### TASK DIRECTIONS
The reply to the records below should contain exactly the lines from the line with "for white curtain" through the line with "for white veil", and nothing besides.

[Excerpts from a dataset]

────────

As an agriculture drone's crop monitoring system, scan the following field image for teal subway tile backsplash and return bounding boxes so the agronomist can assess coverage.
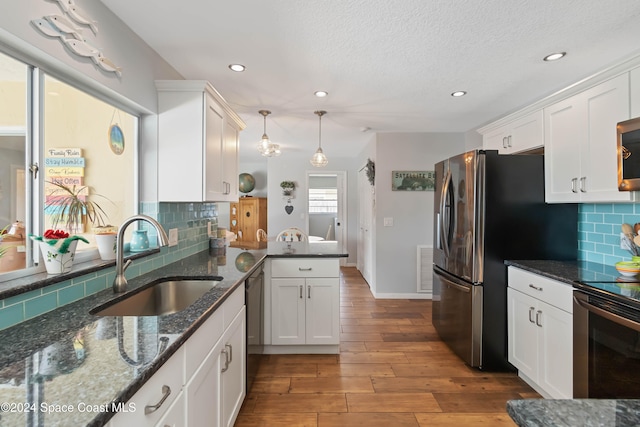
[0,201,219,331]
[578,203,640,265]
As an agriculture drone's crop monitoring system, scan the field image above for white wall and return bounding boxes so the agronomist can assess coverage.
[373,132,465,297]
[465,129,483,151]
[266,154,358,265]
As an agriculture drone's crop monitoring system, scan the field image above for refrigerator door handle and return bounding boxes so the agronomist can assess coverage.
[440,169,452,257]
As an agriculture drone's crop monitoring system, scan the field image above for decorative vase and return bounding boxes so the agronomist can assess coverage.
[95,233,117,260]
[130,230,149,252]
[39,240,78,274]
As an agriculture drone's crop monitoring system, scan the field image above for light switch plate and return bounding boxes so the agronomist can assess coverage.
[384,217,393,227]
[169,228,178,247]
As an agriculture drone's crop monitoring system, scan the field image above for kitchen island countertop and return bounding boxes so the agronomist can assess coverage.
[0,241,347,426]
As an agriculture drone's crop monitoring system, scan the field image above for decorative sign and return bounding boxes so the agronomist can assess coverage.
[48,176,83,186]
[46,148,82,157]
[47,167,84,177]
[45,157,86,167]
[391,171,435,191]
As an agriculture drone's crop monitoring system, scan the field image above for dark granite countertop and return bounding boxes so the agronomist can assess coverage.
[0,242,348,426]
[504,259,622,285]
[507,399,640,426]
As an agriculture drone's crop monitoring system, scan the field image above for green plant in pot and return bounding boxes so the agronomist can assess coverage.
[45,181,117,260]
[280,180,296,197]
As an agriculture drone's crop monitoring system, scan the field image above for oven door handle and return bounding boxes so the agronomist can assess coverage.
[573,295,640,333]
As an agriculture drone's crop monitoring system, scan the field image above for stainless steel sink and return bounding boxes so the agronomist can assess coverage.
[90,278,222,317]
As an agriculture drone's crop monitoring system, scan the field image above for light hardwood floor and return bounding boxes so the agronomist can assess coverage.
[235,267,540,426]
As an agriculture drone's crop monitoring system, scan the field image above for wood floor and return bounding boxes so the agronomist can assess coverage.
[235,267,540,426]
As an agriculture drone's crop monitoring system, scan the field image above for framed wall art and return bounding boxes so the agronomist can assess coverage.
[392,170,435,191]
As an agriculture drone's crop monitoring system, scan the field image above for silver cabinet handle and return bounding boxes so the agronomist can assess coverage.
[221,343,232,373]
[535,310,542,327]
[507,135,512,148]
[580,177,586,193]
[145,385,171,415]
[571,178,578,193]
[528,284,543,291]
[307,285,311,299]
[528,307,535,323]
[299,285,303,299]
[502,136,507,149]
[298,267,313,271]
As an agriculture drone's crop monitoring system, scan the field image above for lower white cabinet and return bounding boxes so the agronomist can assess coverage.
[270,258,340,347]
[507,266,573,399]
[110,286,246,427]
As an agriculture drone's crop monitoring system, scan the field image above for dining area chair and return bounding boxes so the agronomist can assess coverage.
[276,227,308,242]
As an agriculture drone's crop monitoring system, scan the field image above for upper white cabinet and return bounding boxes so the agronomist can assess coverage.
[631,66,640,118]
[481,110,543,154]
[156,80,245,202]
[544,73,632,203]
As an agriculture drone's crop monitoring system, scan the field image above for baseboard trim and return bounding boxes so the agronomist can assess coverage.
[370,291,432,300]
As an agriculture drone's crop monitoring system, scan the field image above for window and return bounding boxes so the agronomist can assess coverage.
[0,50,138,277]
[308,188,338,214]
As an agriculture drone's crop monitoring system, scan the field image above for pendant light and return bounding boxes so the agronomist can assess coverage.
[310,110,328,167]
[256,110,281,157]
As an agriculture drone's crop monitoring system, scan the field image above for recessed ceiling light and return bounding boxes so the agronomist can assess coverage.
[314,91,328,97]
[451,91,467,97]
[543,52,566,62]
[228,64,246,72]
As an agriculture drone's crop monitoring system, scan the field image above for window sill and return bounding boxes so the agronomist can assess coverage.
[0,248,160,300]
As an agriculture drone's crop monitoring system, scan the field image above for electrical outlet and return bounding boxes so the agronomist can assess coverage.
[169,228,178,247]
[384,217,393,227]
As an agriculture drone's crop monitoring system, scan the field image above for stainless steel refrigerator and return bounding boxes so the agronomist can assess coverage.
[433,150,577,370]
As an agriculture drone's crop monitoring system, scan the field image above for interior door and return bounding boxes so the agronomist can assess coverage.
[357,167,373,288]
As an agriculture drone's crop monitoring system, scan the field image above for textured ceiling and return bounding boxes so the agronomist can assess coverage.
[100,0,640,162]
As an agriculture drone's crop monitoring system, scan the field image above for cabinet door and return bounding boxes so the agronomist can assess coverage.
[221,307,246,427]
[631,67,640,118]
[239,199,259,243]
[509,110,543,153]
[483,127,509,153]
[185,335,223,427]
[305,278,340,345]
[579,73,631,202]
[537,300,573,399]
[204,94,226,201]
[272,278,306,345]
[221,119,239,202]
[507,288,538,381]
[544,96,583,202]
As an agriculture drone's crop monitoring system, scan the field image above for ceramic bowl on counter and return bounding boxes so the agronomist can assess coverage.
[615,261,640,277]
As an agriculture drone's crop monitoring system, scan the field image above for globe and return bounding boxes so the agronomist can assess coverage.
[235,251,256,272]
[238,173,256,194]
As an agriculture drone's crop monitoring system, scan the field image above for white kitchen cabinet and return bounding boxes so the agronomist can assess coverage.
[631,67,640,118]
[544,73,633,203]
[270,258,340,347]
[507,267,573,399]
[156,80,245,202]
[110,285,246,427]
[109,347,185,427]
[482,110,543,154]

────────

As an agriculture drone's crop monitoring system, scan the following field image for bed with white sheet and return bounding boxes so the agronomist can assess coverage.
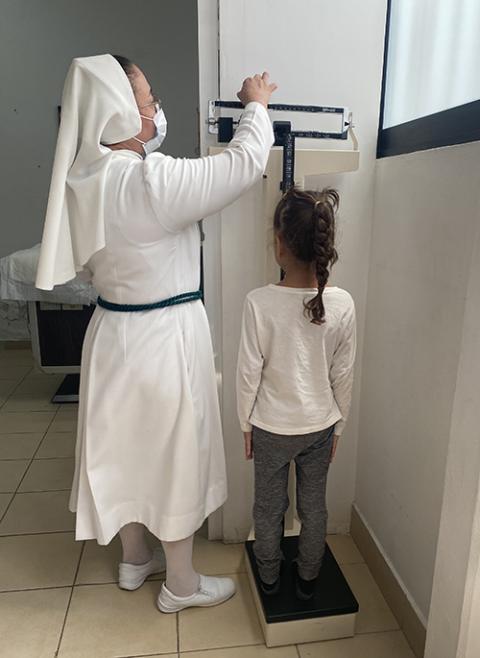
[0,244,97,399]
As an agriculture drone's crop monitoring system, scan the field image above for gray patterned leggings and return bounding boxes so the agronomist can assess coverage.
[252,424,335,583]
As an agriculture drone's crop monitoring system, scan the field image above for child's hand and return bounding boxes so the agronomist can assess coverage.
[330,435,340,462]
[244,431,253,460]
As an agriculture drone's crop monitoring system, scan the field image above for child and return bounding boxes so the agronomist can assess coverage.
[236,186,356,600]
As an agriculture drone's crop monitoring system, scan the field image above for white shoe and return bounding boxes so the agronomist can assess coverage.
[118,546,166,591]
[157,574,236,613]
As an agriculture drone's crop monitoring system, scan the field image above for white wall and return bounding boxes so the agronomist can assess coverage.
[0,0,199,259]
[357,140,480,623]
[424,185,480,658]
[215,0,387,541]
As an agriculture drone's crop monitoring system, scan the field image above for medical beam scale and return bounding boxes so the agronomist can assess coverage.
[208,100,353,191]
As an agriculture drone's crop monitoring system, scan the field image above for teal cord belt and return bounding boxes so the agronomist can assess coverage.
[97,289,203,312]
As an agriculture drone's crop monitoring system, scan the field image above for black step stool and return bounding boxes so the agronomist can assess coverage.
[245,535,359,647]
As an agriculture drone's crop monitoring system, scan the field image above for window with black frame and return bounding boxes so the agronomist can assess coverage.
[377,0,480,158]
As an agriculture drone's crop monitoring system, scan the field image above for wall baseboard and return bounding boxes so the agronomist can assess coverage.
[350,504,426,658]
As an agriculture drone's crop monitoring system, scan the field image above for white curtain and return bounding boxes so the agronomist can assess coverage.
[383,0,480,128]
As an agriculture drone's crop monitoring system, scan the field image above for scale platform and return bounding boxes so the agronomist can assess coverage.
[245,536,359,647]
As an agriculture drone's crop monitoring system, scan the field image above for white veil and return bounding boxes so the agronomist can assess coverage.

────────

### OUTPUT OF THE EXERCISE
As an agriculture drone's crop monitoring system, scan the field image above for white curtain and return bounding boxes so the agronomist can assess coverage.
[383,0,480,128]
As an agriculture drone's crop monitoring system, scan the field image above for scale platform and return bounding boxes so the agronomist can assess coverage.
[245,536,359,647]
As an agriculture drone's crop monitoring system, scan the field image above for white veil and return bounding boxes so the agronomist can assess coverage.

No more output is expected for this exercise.